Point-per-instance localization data
━━━━━━

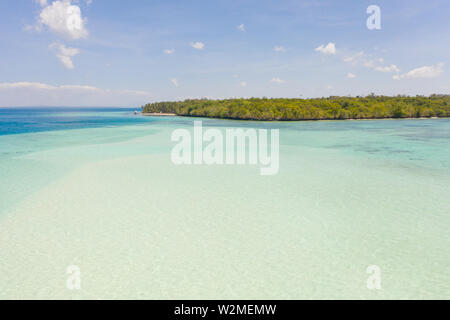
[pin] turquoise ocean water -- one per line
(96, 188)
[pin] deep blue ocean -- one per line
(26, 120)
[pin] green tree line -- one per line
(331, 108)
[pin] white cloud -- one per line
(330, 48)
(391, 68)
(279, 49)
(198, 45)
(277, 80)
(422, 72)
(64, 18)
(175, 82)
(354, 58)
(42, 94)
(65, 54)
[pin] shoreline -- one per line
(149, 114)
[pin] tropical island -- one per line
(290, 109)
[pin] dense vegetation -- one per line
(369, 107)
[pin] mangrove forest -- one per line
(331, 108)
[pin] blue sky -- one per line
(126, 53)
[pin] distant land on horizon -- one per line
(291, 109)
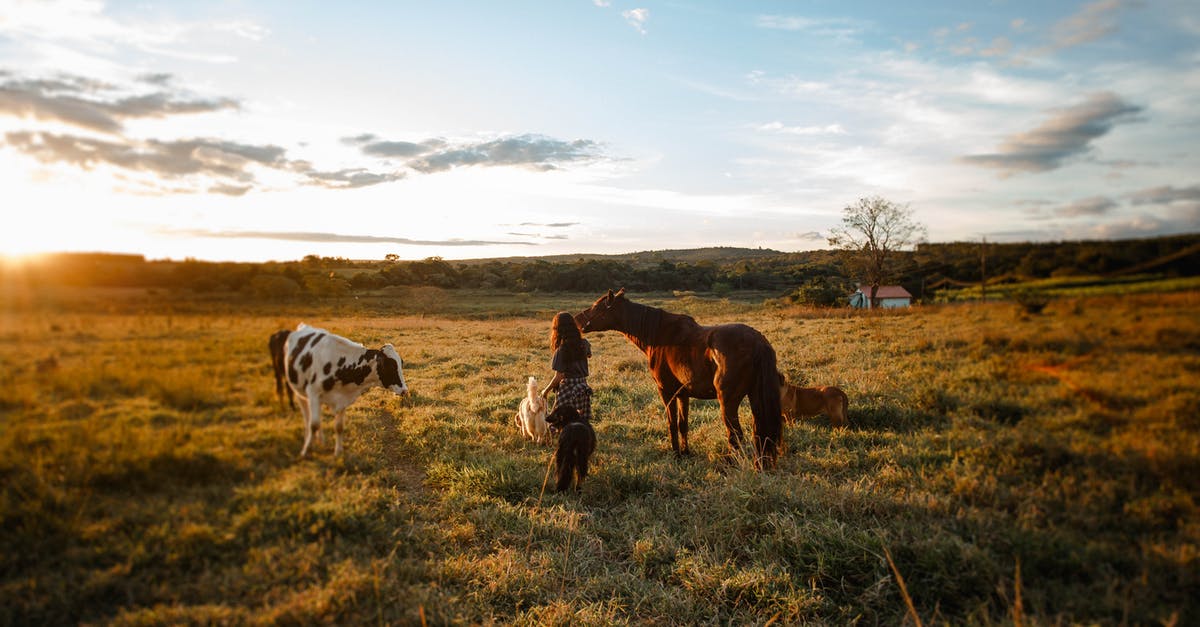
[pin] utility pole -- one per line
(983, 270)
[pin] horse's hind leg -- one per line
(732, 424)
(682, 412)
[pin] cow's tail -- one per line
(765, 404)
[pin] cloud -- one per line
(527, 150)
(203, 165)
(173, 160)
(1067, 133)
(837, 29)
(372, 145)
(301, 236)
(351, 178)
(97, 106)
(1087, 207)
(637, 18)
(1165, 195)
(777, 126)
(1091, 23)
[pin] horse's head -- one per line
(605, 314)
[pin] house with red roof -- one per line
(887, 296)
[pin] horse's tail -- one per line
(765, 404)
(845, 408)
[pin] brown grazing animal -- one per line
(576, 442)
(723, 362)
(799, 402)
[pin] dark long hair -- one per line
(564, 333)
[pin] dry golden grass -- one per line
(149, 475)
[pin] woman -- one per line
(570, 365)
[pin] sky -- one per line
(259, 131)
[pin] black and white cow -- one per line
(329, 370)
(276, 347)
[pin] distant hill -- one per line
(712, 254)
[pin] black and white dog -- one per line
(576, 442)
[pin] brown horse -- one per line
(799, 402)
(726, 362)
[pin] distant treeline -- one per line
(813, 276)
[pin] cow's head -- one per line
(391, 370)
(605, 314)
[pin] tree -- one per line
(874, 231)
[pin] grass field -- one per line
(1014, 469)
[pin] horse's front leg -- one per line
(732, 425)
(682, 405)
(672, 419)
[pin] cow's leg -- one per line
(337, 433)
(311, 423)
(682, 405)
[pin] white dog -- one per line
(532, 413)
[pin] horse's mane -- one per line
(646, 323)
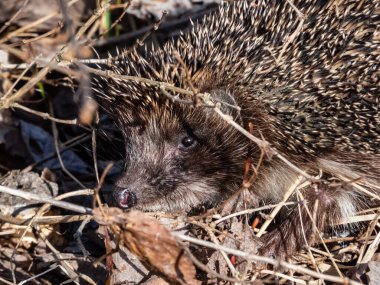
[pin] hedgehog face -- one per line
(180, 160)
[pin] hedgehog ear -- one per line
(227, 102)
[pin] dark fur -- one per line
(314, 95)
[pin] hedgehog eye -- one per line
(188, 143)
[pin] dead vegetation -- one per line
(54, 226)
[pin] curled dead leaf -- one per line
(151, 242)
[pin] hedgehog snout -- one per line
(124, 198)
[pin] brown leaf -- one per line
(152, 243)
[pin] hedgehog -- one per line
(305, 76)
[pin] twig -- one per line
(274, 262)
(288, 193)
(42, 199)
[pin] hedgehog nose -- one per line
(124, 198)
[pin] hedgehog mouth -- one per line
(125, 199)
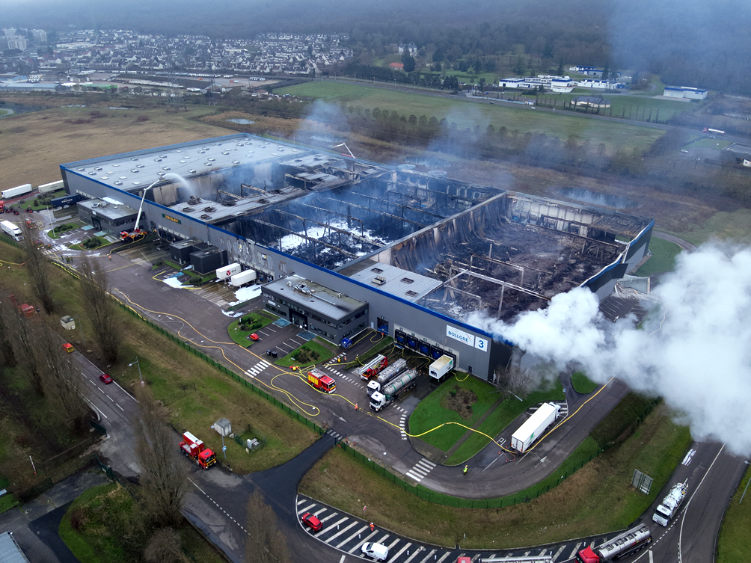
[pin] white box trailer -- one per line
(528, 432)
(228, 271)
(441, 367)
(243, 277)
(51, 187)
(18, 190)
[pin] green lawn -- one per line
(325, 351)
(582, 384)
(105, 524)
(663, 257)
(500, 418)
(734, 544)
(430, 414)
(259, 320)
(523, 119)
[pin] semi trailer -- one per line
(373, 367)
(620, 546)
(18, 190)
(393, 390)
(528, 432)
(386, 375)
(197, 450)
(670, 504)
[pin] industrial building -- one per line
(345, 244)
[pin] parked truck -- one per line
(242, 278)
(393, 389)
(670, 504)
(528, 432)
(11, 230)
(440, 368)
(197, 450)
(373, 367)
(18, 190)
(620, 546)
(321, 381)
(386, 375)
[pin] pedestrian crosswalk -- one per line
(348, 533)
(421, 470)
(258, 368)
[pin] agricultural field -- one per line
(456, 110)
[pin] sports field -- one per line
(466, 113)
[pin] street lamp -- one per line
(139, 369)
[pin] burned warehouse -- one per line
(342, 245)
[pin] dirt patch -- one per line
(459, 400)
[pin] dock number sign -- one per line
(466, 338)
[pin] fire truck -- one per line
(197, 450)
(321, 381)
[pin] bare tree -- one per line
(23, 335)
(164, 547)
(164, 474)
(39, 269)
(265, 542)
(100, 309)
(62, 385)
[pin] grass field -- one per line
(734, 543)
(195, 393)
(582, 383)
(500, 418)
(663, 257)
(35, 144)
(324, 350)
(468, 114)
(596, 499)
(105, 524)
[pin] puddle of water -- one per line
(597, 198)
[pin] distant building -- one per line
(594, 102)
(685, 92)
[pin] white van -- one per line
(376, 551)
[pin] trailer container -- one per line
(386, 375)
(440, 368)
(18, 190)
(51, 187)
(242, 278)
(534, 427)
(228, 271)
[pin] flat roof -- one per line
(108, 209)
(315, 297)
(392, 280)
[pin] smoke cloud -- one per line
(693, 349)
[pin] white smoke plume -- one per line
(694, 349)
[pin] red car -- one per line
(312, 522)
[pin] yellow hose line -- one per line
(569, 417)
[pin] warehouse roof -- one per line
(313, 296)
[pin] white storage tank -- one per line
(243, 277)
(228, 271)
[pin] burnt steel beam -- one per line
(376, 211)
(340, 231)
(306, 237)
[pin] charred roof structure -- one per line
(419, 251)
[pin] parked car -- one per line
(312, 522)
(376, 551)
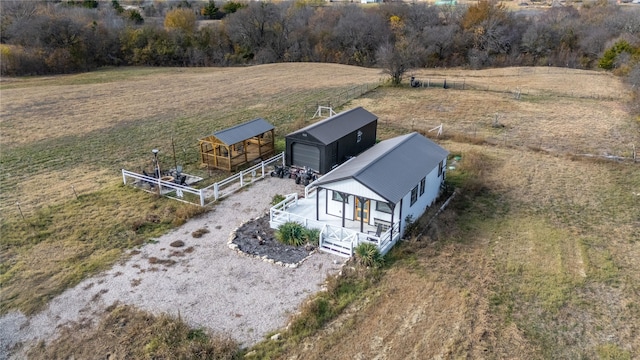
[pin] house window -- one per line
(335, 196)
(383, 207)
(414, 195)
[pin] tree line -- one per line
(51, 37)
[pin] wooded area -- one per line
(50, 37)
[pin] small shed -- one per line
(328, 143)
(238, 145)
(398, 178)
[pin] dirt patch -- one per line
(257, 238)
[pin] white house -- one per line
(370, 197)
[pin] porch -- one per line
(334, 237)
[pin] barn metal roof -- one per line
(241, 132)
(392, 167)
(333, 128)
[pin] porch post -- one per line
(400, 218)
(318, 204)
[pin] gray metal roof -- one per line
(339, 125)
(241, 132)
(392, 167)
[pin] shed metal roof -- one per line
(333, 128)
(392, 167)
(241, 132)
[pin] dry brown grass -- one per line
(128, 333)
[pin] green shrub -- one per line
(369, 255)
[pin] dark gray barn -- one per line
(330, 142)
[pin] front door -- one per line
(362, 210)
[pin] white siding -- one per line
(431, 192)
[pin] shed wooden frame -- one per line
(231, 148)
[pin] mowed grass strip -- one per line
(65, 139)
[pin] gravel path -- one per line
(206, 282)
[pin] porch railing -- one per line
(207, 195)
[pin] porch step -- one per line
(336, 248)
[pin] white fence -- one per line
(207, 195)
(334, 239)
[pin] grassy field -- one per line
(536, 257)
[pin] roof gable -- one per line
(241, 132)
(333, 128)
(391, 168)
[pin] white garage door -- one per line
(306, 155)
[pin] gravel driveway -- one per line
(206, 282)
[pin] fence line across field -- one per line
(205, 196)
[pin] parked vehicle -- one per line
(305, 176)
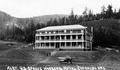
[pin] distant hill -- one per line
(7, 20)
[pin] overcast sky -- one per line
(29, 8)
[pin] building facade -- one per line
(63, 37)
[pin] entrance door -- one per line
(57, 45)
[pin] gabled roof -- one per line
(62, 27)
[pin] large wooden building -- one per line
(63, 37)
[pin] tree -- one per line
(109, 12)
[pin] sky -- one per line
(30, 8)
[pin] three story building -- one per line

━━━━━━

### Activity
Your answer must be an exact copy of the records above, with no pictures included.

### Result for this task
[pin] turquoise ocean water -- one per line
(96, 188)
[pin] deep blue ocean -- one per line
(26, 120)
[pin] green tree line -- one per line
(331, 108)
[pin] white cloud -- one per line
(330, 48)
(391, 68)
(279, 49)
(198, 45)
(277, 80)
(422, 72)
(64, 18)
(175, 82)
(354, 58)
(42, 94)
(65, 54)
[pin] shoreline -- one per line
(149, 114)
[pin] tropical island -- one per line
(290, 109)
[pin] dense vegetation -- one per line
(369, 107)
[pin] mangrove forest -- one per line
(331, 108)
[pin] blue sky -- one per line
(126, 53)
[pin] distant land on horizon -- one per line
(291, 109)
[pin] utility pole -- one per line
(983, 270)
[pin] horse's hind leg -- one per line
(732, 424)
(682, 412)
[pin] cow's tail -- one per line
(765, 404)
[pin] cloud -- one per line
(527, 150)
(203, 165)
(173, 160)
(1067, 133)
(837, 29)
(372, 145)
(301, 236)
(351, 178)
(97, 106)
(1087, 207)
(637, 18)
(1165, 195)
(777, 126)
(1091, 23)
[pin] horse's head -- one per line
(605, 314)
[pin] house with red roof -- one per line
(887, 296)
[pin] horse's tail -- one per line
(765, 404)
(845, 408)
[pin] brown grazing animal -- one per line
(576, 442)
(723, 362)
(799, 402)
[pin] dark long hair -- one per line
(564, 333)
[pin] dry golden grass -- one per line
(149, 475)
[pin] woman -- one per line
(570, 365)
[pin] sky -- one per line
(259, 131)
[pin] black and white cow -- one per line
(329, 370)
(276, 347)
[pin] distant hill -- one per line
(712, 254)
[pin] black and white dog -- one per line
(576, 442)
[pin] brown horse -- one per line
(799, 402)
(726, 362)
[pin] distant treeline -- one per line
(813, 276)
[pin] cow's head -- one per line
(391, 370)
(605, 314)
[pin] tree -- one per line
(874, 231)
[pin] grass field -- one per line
(1014, 469)
[pin] horse's front leg -- one per line
(732, 425)
(682, 405)
(672, 419)
[pin] cow's leg -- one per line
(337, 433)
(311, 423)
(682, 405)
[pin] white dog -- one per line
(532, 413)
[pin] horse's mane -- one per line
(646, 323)
[pin] hedgehog face -- one per line
(180, 160)
[pin] hedgehog ear -- one per line
(227, 102)
[pin] dark fur -- one per line
(314, 95)
[pin] hedgehog eye -- one per line
(188, 143)
[pin] dead vegetation -- one per line
(54, 226)
[pin] curled dead leaf -- one per line
(151, 242)
[pin] hedgehog snout -- one per line
(124, 198)
[pin] brown leaf -- one per line
(152, 243)
[pin] hedgehog -- one per line
(305, 76)
[pin] twig -- one per line
(274, 262)
(288, 193)
(42, 199)
[pin] hedgehog nose -- one per line
(124, 198)
[pin] hedgehog mouth -- one per line
(125, 199)
[pin] white box trailer -- one per line
(528, 432)
(228, 271)
(441, 367)
(243, 277)
(51, 187)
(18, 190)
[pin] green lawn -- one per line
(325, 351)
(582, 384)
(105, 524)
(663, 257)
(500, 418)
(734, 544)
(430, 414)
(259, 320)
(523, 119)
[pin] semi trailer -- one per line
(373, 367)
(620, 546)
(18, 190)
(393, 390)
(528, 432)
(386, 375)
(197, 450)
(670, 504)
[pin] industrial building -- one per line
(345, 244)
[pin] parked truck -- one per line
(242, 278)
(393, 389)
(670, 504)
(528, 432)
(11, 230)
(440, 368)
(197, 450)
(373, 367)
(18, 190)
(620, 546)
(321, 381)
(386, 375)
[pin] pedestrian crosswalk -- one per line
(348, 533)
(421, 470)
(258, 368)
[pin] agricultural field -- one per line
(456, 110)
[pin] sports field -- one per line
(466, 113)
[pin] street lamp -- one per line
(139, 369)
[pin] burned warehouse -- one per line
(342, 245)
[pin] dirt patch -- one per line
(459, 400)
[pin] dock number sign -- one per line
(466, 338)
[pin] fire truck -- one per line
(197, 450)
(321, 381)
[pin] bare tree -- one per line
(23, 335)
(164, 547)
(164, 474)
(39, 269)
(265, 542)
(100, 309)
(62, 385)
[pin] grass field -- one per line
(734, 543)
(195, 393)
(582, 383)
(500, 418)
(663, 257)
(35, 144)
(324, 350)
(468, 114)
(596, 499)
(105, 524)
[pin] puddle of water -- one per line
(597, 198)
[pin] distant building -- one per line
(594, 102)
(685, 92)
[pin] white van -- one per line
(376, 551)
[pin] trailer container -- one per line
(386, 375)
(440, 368)
(18, 190)
(51, 187)
(242, 278)
(534, 427)
(228, 271)
[pin] flat roof -- one per line
(108, 209)
(315, 297)
(392, 280)
[pin] smoke cloud -- one per line
(693, 349)
[pin] white smoke plume -- one per line
(694, 349)
[pin] red car -- one per line
(312, 522)
[pin] yellow hose line -- one per line
(569, 417)
[pin] warehouse roof -- one per line
(313, 296)
[pin] white storage tank -- one per line
(243, 277)
(228, 271)
[pin] burnt steel beam -- one per line
(376, 211)
(340, 231)
(306, 237)
[pin] charred roof structure -- one per line
(419, 251)
[pin] parked car -- one per line
(312, 522)
(376, 551)
[pin] house window -- one per line
(335, 196)
(383, 207)
(414, 195)
[pin] tree line -- one per line
(51, 37)
[pin] wooded area -- one per line
(50, 37)
[pin] small shed -- one per line
(328, 143)
(238, 145)
(398, 178)
[pin] dirt patch -- one per line
(257, 238)
[pin] white house -- one per line
(370, 197)
[pin] porch -- one per line
(334, 237)
[pin] barn metal roof -- one per line
(241, 132)
(392, 167)
(333, 128)
[pin] porch post -- one per line
(400, 218)
(318, 204)
[pin] gray metal roof -- one per line
(339, 125)
(241, 132)
(392, 167)
[pin] shed metal roof -- one per line
(333, 128)
(392, 167)
(241, 132)
[pin] dry brown grass -- one per line
(128, 333)
[pin] green shrub -- one per line
(369, 255)
[pin] dark gray barn -- one per line
(330, 142)
[pin] front door -- one per line
(362, 210)
[pin] white siding -- one per line
(431, 192)
[pin] shed wooden frame -- one per line
(231, 148)
[pin] mowed grass strip -- one per line
(65, 139)
[pin] gravel path -- one per line
(206, 282)
[pin] porch railing -- one per line
(207, 195)
[pin] porch step -- one per line
(336, 248)
[pin] white fence -- one per line
(207, 195)
(334, 239)
[pin] grassy field -- one per line
(536, 257)
[pin] roof gable -- one per line
(241, 132)
(333, 128)
(391, 168)
[pin] white garage door -- one per line
(306, 155)
[pin] gravel driveway -- one per line
(206, 282)
[pin] fence line across field -- one per line
(205, 196)
[pin] parked vehicle -- one per line
(305, 176)
[pin] distant hill -- one per line
(7, 20)
[pin] overcast sky -- one per line
(29, 8)
[pin] building facade -- one per line
(63, 37)
[pin] entrance door -- one per line
(57, 45)
[pin] gabled roof -- one per line
(62, 27)
[pin] large wooden building -- one per line
(63, 37)
[pin] tree -- one per line
(109, 12)
[pin] sky -- one per line
(30, 8)
[pin] three story building -- one per line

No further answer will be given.